Convert the entries from the line with "Can you find the slender" up to and including the line with "pixel 385 317" into a two-column CSV with the headers request and answer. Give one row per request, holding its text and its answer, with each field in quotation marks and line breaks replaced by spaces.

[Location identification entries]
[start]

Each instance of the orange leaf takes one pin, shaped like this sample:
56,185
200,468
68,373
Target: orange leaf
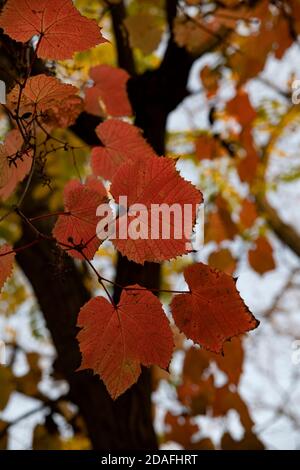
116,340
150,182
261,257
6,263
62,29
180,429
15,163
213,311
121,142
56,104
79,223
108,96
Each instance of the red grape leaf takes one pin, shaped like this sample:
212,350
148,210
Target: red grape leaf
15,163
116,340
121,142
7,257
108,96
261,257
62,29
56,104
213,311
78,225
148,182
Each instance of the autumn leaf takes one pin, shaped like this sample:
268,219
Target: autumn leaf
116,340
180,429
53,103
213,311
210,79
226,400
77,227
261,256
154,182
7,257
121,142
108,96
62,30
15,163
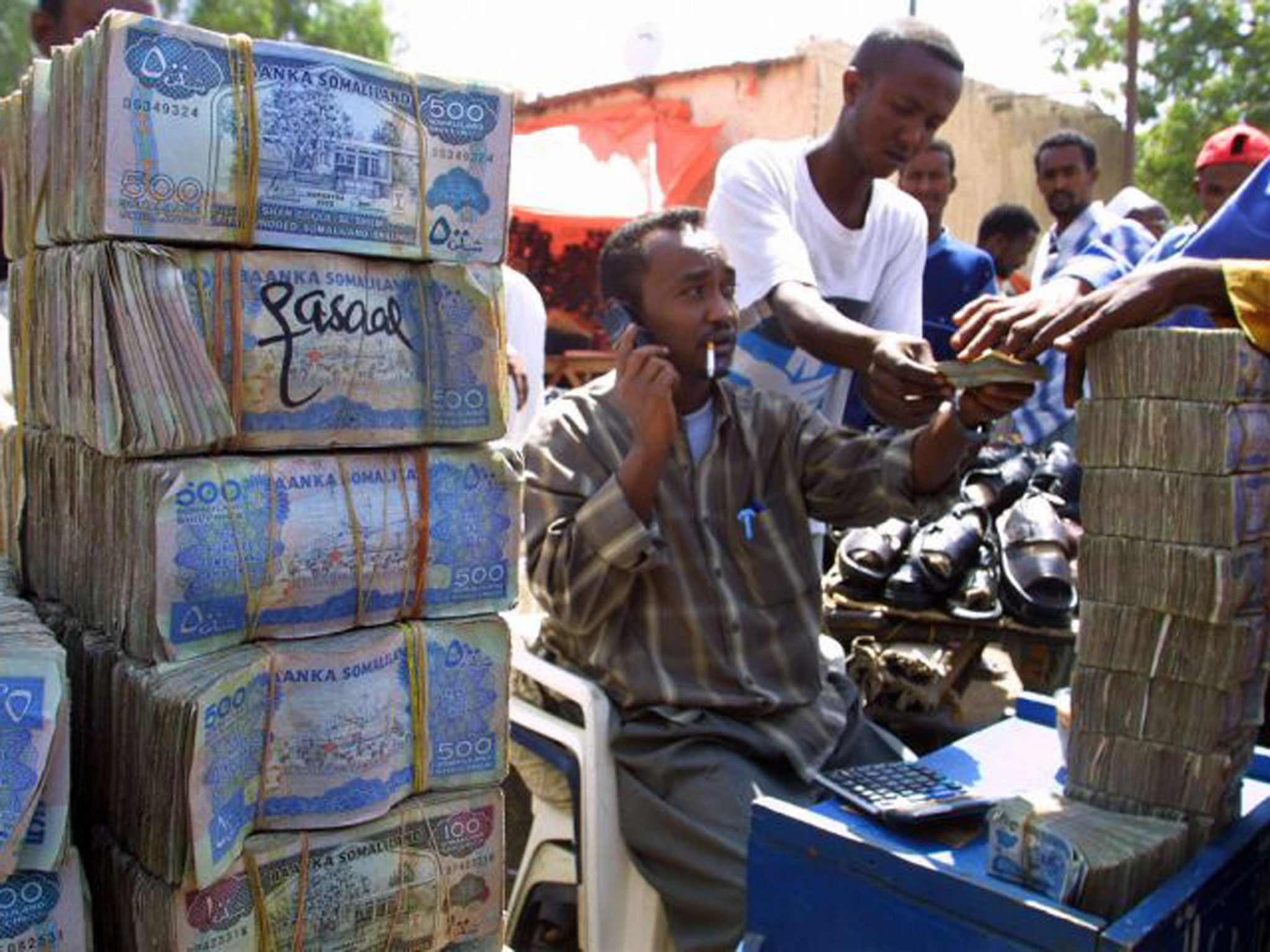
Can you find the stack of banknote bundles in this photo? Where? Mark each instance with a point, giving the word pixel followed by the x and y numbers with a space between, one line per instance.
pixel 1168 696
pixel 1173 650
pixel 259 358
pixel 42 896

[end]
[start]

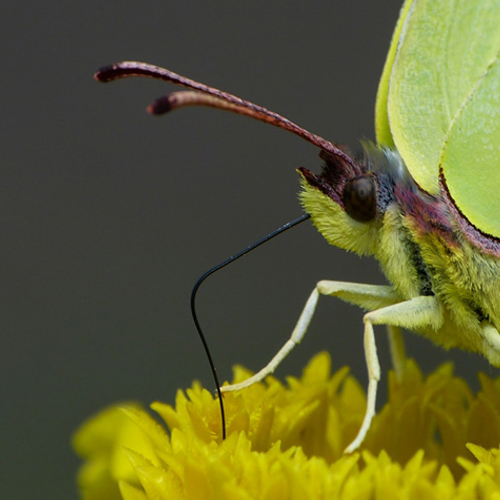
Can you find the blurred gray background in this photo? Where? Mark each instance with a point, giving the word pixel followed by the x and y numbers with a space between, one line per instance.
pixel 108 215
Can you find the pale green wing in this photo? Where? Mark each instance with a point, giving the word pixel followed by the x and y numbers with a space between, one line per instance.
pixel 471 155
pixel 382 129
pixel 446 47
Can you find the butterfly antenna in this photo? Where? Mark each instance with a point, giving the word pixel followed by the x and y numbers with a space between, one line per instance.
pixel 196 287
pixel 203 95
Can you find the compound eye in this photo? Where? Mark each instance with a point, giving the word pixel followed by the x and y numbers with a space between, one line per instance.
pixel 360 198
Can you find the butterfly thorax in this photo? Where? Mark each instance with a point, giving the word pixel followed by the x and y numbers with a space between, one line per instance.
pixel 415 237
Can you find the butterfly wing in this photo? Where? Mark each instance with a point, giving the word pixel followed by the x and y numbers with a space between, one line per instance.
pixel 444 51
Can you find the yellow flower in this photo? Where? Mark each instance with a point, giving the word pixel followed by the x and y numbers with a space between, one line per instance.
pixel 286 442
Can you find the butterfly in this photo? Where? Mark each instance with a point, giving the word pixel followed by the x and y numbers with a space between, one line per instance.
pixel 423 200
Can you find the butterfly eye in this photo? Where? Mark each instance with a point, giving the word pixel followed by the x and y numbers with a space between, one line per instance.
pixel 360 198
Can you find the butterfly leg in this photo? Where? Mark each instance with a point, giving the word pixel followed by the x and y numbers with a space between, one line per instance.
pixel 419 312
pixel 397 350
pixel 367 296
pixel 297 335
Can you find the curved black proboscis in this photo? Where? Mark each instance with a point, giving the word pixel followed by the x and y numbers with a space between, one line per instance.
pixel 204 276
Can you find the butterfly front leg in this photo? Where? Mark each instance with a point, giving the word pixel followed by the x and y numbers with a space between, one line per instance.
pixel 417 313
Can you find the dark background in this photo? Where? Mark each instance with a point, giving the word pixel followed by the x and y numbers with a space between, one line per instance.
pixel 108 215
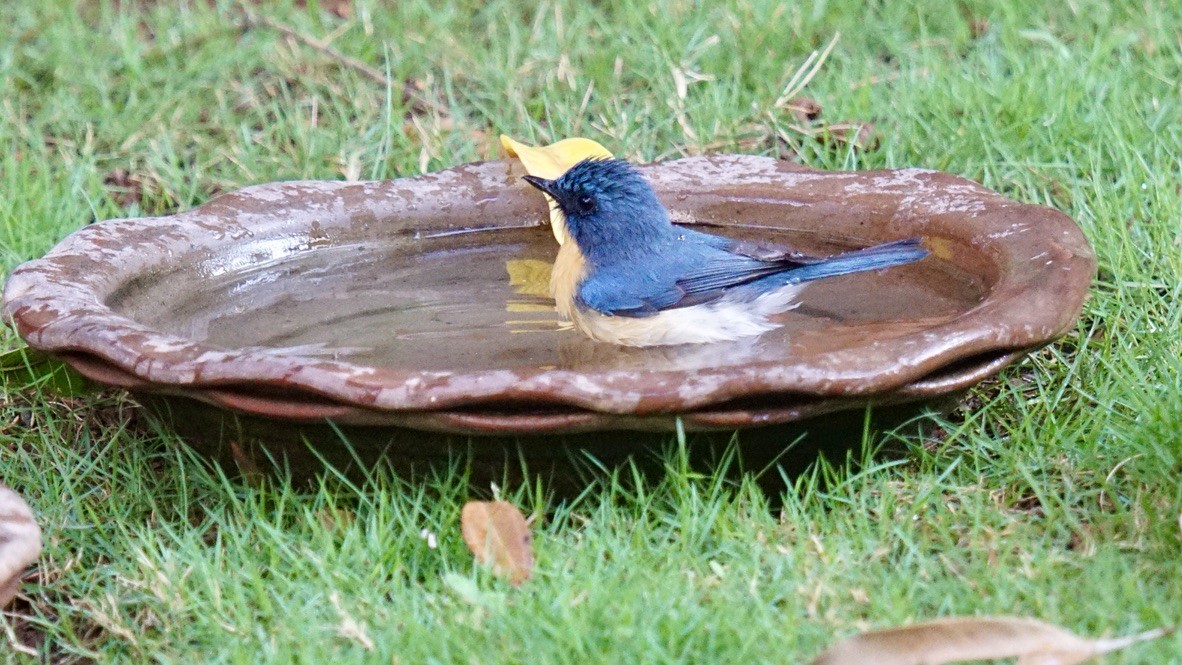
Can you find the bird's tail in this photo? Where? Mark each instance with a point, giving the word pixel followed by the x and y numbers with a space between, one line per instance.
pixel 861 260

[end]
[start]

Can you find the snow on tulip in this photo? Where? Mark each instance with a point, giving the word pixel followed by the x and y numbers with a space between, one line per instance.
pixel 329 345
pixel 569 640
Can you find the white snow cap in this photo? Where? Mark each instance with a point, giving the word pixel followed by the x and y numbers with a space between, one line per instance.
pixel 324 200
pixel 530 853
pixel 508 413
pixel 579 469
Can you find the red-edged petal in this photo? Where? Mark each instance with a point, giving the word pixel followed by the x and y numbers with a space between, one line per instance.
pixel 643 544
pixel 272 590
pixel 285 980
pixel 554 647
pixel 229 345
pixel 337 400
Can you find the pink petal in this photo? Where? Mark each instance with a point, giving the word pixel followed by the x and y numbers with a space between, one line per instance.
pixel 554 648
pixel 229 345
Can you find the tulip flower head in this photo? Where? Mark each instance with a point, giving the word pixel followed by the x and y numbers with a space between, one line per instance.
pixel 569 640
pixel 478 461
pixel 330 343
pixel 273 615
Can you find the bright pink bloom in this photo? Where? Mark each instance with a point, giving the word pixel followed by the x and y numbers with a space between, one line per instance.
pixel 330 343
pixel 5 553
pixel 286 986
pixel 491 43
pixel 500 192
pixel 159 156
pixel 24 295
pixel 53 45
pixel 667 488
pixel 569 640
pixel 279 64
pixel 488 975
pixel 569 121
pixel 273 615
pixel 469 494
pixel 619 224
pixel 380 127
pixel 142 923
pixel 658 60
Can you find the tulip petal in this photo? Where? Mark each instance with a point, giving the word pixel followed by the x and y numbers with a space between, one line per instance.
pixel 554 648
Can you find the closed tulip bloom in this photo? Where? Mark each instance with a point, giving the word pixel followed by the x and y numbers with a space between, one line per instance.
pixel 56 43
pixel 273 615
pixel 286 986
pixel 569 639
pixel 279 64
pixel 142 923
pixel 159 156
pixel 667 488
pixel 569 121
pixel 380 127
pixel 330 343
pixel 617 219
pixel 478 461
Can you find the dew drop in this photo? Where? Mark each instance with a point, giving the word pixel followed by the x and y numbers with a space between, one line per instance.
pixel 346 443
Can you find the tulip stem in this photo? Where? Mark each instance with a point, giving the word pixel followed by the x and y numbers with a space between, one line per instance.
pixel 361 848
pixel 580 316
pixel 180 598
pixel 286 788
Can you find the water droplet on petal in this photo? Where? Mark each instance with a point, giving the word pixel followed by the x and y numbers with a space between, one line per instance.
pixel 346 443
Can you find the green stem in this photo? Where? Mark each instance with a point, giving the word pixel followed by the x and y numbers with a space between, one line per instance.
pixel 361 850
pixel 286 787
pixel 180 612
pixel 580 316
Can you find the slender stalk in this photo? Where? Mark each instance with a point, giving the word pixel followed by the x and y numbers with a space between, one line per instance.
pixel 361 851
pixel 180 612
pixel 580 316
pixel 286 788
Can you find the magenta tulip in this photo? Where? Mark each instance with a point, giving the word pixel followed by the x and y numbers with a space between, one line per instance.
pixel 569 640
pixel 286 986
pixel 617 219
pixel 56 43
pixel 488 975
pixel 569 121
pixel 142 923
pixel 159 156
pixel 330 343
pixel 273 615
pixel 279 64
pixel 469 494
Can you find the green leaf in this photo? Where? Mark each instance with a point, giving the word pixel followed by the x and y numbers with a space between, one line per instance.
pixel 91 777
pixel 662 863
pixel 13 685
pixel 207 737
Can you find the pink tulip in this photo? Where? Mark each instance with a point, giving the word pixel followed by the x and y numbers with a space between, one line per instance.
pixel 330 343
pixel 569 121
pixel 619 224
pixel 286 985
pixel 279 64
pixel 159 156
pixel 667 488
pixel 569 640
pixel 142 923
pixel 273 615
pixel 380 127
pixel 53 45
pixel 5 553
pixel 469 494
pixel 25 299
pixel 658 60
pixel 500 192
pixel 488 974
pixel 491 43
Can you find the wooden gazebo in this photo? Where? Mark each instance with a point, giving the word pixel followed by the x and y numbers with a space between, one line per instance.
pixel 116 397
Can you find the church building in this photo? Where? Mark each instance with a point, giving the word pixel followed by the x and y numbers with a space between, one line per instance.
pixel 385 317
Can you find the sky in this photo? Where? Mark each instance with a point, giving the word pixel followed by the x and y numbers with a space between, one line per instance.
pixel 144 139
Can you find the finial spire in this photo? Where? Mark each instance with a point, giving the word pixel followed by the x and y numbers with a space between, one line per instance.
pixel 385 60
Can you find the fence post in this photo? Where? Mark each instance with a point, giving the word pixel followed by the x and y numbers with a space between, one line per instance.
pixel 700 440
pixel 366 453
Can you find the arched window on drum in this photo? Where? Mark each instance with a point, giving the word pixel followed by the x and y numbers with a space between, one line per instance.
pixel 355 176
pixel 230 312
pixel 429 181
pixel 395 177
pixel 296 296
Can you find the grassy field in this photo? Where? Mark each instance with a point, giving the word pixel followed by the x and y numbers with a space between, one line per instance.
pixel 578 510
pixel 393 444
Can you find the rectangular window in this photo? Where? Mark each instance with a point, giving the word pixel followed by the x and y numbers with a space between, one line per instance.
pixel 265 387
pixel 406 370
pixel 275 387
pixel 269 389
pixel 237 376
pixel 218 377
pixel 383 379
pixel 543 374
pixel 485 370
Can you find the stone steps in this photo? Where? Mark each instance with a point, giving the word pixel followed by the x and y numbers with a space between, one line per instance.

[end]

THE COMPLETED TASK =
request,answer
"Can you find the slender stalk in this photo? Where? Mark each instance with a point, giving the word pixel followed by the x and y numbers with a space between, one line per instance.","pixel 361 851 pixel 180 612 pixel 580 316 pixel 286 788"
"Can you find the magenta tulip in this photo? Where? Mark each instance with a point, giving the word pixel followed by the x and y numbers with a space between, one line per instance.","pixel 569 640 pixel 286 986 pixel 617 219 pixel 56 43 pixel 488 975 pixel 569 121 pixel 142 923 pixel 159 156 pixel 330 343 pixel 273 615 pixel 279 64 pixel 469 494"
"Can you find the green leaf in this photo? Where? Mark each instance with a point, giving the word pixel followed by the x and y numbers with a space between, one line per instance.","pixel 91 777 pixel 662 863 pixel 13 685 pixel 207 737"
"Can you find the pink tulip in this photo? Where? Mark each instance with a point, giving the word pixel followed by the x and y numbers with a space between, one line per instance.","pixel 330 343 pixel 569 121 pixel 619 224 pixel 286 985 pixel 279 64 pixel 159 156 pixel 667 488 pixel 569 640 pixel 142 923 pixel 273 615 pixel 380 127 pixel 53 45 pixel 5 553 pixel 469 494 pixel 25 299 pixel 658 60 pixel 500 192 pixel 488 974 pixel 491 43"
"Can you find the wooden gazebo in this photo? Where? Mark each instance with a point, giving the word pixel followed by the x and y numbers with a space between, one line per instance.","pixel 116 397"
"Can you find the church building in this photo? Where? Mark each instance with a point, giving the word pixel followed by the x and y numbers with a space between, one line per instance.","pixel 385 317"